* **GOAL**: From the passage on confirming the bankruptcy plan, copy word for word the part starting at "A consensual plan" up to and including "Securities Law Claimants.".

* **GIVEN PASSAGE**:

===============

A consensual plan requires the proponent to demonstrate that the plan satisfies all thirteen elements of section 1129(a), in which case the plan must be confirmed. Beal Bank, S.S.B. v. Waters Edge L.P., 248 B.R. 668, (D.Mass.2000). A nonconsensual plan requires the proponent to prove all but one of the thirteen elements, that all classes consent or are unimpaired, 11 U.S.C. § 1129(a)(8), plus the additional requirements of section 1129(b), including the requirements that the plan does not unfairly discriminate against dissenting classes and that treatment of such dissenting classes is fair and equitable. Although Class 3 creditors nearly unanimously consented to the plan,[8] the plan is not consensual as to Class 6 Securities Law Claimants.
We need not address each of the uncontested requirements of section 1129(a) and (b) with respect to the Committee's plan. I readily conclude that this liquidating plan satisfies the requirements of sections 1129(a)(2) and (a)(4) through (a)(7), and (a)(9) through (a)(13), as each of these sections is relevant here. I rely as well on my rulings on the record at the confirmation hearing, which highlighted, among *657 other things, the best interest of creditor test under (a)(7), and the feasibility requirement of (a)(11). I focus instead on the concerns raised by the objectors to the plan, which implicate the plan's compliance with sections 1129(a)(3) and 1129(b).
Stonington has filed claims in both the Belgian case and the Chapter 11 case. Stonington objects to the Committee's proposal to allocate assets between this Chapter 11 case and the Belgian case, without the consent or approval of the Belgian Curators, because the plan "would accomplish exactly the opposite result to that urged by the Third Circuit" in its November 2002 decision. Stonington Obj. at 4. Stonington argues that the plan "would substantially interfere with the independent jurisdiction of the Belgian Court in a manner that is not warranted by any countervailing U.S. law or policy," in violation of international comity principles, would treat similarly situated creditors in the two proceedings unfairly and contrary to Code requirements, and would enjoin Stonington and others who filed claims in both places from pursuing their claims. Stonington Obj. at 5. Stonington's confirmation objections regarding international comity concerns focus on 11 U.S.C. § 1129(a)(3) requirements, while its concerns regarding the treatment of similarly situated creditors in Belgian and the United States pertain to the proscription under 11 U.S.C. § 1129(b) against unfair discrimination. Rocker, which is similarly situated to Stonington as a Class 6 Securities Law Claimant, joins in Stonington's objection.

===============

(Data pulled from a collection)
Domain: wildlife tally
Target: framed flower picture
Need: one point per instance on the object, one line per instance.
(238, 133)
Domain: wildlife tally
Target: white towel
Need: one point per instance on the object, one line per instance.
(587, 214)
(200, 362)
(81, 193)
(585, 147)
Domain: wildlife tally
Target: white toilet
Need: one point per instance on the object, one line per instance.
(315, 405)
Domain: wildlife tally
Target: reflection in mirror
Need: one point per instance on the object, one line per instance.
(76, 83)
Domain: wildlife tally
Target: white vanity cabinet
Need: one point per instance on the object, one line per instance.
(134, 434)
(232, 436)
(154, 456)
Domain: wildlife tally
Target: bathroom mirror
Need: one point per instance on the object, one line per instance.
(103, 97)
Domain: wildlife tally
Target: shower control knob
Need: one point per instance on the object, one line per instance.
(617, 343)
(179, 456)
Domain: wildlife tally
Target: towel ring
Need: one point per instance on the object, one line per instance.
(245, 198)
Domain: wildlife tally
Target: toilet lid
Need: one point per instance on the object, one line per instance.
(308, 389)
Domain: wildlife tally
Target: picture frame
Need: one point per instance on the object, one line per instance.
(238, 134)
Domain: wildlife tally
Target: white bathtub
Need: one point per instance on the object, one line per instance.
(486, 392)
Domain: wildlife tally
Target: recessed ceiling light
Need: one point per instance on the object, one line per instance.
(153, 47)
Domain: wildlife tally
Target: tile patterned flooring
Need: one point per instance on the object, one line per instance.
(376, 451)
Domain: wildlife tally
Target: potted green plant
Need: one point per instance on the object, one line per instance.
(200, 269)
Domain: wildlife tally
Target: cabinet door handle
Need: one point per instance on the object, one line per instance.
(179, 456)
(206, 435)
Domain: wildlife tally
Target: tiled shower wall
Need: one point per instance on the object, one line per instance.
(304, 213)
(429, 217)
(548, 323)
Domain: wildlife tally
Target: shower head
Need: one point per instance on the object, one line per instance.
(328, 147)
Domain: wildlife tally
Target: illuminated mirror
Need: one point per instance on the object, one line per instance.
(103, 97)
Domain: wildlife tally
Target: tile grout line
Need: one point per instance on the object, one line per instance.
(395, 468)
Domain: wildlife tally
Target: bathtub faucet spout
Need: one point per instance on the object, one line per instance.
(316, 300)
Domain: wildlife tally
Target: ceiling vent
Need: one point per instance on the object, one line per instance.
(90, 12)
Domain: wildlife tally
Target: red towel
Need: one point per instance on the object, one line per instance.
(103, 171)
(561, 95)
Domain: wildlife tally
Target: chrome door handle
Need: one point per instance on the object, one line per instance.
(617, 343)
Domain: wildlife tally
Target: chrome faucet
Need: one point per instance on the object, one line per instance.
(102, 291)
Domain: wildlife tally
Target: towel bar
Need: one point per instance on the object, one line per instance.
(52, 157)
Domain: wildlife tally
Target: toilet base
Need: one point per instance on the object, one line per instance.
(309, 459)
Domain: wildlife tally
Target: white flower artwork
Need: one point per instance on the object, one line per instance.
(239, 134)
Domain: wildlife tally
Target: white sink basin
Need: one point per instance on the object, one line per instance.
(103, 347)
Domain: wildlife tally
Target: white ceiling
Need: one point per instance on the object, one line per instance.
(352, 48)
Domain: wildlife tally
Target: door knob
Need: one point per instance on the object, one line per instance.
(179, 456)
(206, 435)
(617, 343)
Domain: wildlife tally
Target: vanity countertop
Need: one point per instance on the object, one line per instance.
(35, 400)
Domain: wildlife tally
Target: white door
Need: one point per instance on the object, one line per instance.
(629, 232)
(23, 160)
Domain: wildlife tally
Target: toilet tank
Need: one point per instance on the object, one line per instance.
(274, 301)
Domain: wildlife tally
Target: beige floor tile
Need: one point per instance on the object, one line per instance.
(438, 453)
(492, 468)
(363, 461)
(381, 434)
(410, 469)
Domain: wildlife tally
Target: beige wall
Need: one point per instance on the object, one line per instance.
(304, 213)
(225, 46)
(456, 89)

===============

* **OUTPUT FOR THIS TASK**:
A consensual plan requires the proponent to demonstrate that the plan satisfies all thirteen elements of section 1129(a), in which case the plan must be confirmed. Beal Bank, S.S.B. v. Waters Edge L.P., 248 B.R. 668, (D.Mass.2000). A nonconsensual plan requires the proponent to prove all but one of the thirteen elements, that all classes consent or are unimpaired, 11 U.S.C. § 1129(a)(8), plus the additional requirements of section 1129(b), including the requirements that the plan does not unfairly discriminate against dissenting classes and that treatment of such dissenting classes is fair and equitable. Although Class 3 creditors nearly unanimously consented to the plan,[8] the plan is not consensual as to Class 6 Securities Law Claimants.